Word for word, transcribe every line from the one holding "Query: green t-shirt" through the end of the records, but not the pictures.

**Provided records**
━━━

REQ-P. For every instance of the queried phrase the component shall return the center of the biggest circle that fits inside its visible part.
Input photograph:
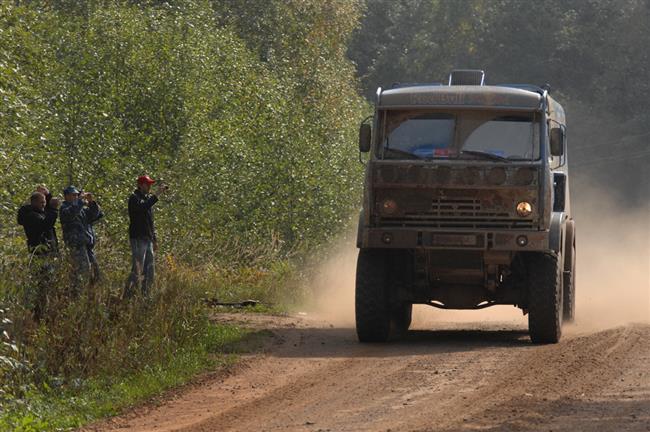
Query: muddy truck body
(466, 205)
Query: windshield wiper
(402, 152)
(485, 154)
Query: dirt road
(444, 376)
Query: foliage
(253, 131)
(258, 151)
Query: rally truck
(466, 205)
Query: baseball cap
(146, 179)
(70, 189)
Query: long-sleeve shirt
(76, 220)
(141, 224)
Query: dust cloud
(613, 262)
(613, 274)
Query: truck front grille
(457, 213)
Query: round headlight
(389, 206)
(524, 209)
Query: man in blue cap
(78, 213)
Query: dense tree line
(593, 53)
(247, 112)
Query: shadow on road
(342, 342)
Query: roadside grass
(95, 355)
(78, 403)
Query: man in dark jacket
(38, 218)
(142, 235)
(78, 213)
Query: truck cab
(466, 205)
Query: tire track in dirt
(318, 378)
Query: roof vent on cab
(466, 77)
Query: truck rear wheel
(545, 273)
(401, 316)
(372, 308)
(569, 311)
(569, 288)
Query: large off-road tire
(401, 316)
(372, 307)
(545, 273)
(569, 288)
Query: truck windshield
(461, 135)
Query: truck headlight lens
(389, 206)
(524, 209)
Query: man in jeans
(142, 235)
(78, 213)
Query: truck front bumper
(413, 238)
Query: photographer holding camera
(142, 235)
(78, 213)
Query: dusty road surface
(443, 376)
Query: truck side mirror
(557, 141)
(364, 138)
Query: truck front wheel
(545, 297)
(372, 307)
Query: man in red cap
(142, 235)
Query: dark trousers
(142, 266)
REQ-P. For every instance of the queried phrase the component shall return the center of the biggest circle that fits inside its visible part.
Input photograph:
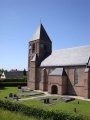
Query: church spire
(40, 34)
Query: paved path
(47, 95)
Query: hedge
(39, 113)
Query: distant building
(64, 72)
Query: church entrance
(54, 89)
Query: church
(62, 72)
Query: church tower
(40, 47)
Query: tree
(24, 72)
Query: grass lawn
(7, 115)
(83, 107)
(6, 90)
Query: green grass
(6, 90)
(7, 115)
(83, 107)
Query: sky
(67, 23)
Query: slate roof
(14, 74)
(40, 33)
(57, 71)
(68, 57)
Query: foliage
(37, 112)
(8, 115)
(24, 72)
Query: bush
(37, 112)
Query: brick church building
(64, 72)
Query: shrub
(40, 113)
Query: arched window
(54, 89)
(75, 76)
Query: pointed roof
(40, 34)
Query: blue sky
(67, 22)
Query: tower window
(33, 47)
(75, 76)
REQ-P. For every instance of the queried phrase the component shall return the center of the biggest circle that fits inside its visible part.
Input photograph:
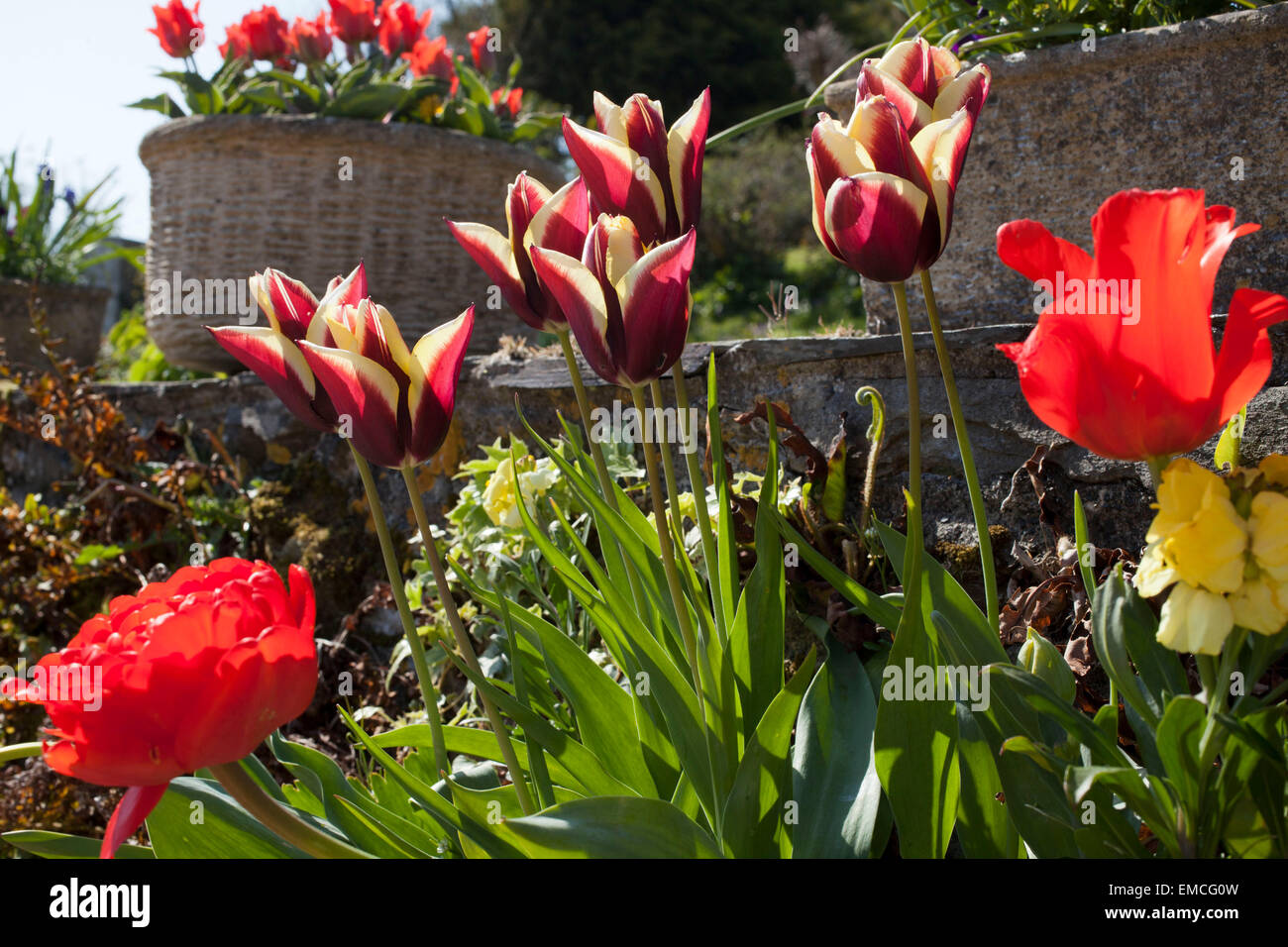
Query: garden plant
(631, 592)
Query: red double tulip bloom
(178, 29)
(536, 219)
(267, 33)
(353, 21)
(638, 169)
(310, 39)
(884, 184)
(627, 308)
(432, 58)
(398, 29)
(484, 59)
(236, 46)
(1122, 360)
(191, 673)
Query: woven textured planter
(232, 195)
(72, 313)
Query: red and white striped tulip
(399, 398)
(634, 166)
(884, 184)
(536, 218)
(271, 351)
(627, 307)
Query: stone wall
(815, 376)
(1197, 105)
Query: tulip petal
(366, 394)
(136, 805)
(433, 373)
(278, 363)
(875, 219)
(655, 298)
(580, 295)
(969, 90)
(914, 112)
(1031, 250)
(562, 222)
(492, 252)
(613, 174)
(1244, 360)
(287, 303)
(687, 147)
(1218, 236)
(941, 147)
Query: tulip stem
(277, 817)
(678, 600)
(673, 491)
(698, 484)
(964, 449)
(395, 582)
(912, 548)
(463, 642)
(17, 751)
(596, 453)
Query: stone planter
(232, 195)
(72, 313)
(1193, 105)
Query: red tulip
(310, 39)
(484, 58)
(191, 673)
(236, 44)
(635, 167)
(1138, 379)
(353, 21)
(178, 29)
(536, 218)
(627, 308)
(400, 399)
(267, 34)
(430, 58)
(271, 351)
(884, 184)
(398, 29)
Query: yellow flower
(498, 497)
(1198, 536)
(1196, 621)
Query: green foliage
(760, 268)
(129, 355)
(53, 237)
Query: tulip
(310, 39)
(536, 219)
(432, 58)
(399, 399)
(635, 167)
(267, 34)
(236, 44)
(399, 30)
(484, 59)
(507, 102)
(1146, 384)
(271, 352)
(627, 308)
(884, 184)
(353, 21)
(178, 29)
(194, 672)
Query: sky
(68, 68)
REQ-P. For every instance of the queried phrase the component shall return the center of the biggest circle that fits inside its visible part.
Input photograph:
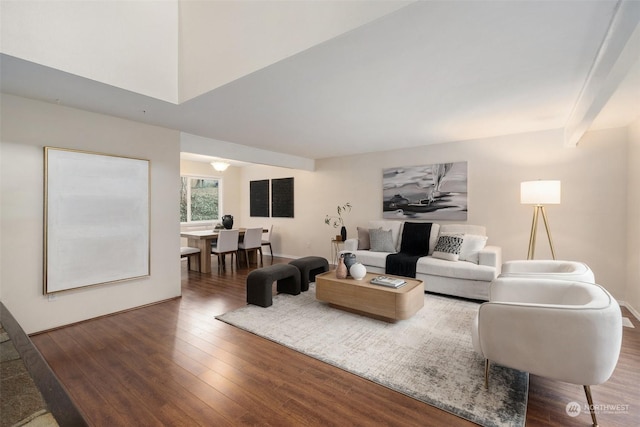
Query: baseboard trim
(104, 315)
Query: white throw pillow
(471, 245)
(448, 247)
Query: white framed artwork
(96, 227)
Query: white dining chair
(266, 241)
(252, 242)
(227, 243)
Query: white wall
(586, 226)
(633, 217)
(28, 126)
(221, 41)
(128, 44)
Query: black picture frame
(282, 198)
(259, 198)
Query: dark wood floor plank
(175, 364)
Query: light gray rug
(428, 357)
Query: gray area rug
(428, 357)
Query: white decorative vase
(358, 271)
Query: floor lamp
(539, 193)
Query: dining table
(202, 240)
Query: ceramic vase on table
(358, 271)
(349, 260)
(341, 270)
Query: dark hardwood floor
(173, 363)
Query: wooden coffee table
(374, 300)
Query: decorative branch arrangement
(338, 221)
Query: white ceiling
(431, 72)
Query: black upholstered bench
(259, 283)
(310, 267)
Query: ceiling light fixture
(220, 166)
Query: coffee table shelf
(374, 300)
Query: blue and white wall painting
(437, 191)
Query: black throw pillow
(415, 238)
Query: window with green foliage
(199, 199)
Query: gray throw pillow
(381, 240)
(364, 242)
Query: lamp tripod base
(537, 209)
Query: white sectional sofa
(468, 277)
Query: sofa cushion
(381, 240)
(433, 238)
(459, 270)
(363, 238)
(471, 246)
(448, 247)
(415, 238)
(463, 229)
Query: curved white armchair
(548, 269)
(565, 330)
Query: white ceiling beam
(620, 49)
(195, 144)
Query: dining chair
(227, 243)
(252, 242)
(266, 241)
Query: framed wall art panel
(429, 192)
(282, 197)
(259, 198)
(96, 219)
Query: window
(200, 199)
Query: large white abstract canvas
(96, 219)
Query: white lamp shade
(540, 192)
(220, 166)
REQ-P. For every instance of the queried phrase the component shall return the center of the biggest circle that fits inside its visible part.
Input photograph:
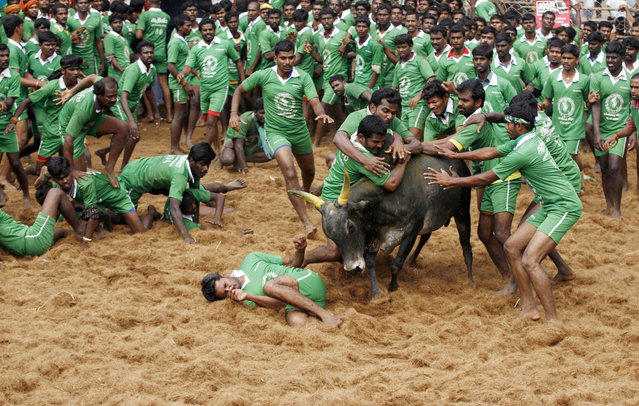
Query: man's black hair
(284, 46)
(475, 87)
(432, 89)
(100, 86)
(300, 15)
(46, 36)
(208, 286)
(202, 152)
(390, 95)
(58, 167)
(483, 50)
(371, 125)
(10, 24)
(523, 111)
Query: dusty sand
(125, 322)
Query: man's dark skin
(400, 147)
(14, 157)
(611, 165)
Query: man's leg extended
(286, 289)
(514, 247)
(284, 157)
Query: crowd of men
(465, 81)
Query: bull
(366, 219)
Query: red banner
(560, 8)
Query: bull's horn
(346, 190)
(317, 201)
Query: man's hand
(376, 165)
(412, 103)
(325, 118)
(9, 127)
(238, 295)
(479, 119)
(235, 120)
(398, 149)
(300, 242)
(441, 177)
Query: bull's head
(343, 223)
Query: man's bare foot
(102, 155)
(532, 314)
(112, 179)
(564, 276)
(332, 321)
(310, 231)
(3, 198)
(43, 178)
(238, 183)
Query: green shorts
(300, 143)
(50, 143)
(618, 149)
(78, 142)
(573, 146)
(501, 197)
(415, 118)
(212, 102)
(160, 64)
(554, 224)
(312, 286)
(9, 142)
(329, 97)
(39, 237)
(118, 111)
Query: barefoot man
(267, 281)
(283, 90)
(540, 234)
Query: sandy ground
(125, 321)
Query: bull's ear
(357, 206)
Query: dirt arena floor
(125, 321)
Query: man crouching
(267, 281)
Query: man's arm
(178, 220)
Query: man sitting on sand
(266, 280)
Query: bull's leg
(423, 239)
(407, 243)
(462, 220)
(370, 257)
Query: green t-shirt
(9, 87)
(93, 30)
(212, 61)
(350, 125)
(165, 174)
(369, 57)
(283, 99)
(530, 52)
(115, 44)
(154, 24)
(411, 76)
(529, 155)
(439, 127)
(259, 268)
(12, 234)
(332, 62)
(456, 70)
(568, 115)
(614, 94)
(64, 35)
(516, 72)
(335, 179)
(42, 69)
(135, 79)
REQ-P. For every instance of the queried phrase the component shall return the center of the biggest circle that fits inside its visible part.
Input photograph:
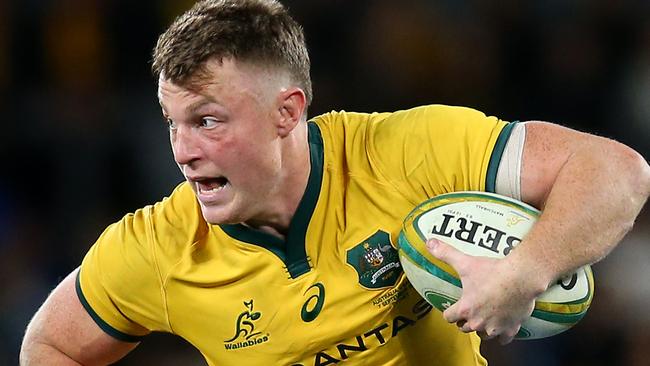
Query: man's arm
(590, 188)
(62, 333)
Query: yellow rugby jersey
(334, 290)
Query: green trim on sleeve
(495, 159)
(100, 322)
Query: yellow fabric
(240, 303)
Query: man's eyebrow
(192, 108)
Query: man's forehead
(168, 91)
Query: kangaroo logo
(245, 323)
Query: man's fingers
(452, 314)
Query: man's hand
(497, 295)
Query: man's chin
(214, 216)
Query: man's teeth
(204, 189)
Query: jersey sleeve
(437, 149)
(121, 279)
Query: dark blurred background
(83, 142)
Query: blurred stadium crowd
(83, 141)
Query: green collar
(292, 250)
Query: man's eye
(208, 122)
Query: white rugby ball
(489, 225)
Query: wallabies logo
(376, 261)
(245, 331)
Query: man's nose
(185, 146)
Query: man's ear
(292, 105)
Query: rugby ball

━━━

**Written answer**
Query: green t-shirt
(9, 87)
(93, 30)
(212, 61)
(350, 125)
(165, 174)
(369, 57)
(283, 99)
(530, 52)
(115, 44)
(154, 24)
(411, 76)
(529, 155)
(439, 127)
(259, 268)
(12, 234)
(332, 62)
(456, 70)
(568, 115)
(614, 94)
(64, 35)
(516, 72)
(335, 179)
(42, 69)
(135, 79)
REQ-P. For every instance of the queried phrase the component shall return the center of the biggest circle that fits inside its visible part.
Input photograph:
Query: man's arm
(590, 188)
(62, 333)
Query: yellow rugby jersey
(334, 290)
Query: green trim on sleeve
(495, 159)
(100, 322)
Query: yellow fabric
(240, 303)
Query: man's eyebrow
(192, 108)
Query: man's forehead
(168, 91)
Query: kangaroo logo
(245, 323)
Query: man's fingers
(452, 314)
Query: man's hand
(497, 295)
Query: man's chin
(214, 216)
Query: man's teeth
(204, 189)
Query: jersey sleeve
(437, 149)
(121, 279)
Query: dark blurred background
(83, 142)
Query: blurred stadium crowd
(83, 141)
Query: green collar
(292, 250)
Query: man's eye
(208, 122)
Query: white rugby ball
(489, 225)
Query: wallabies logo
(376, 261)
(245, 331)
Query: man's nose
(185, 146)
Query: man's ear
(292, 105)
Query: rugby ball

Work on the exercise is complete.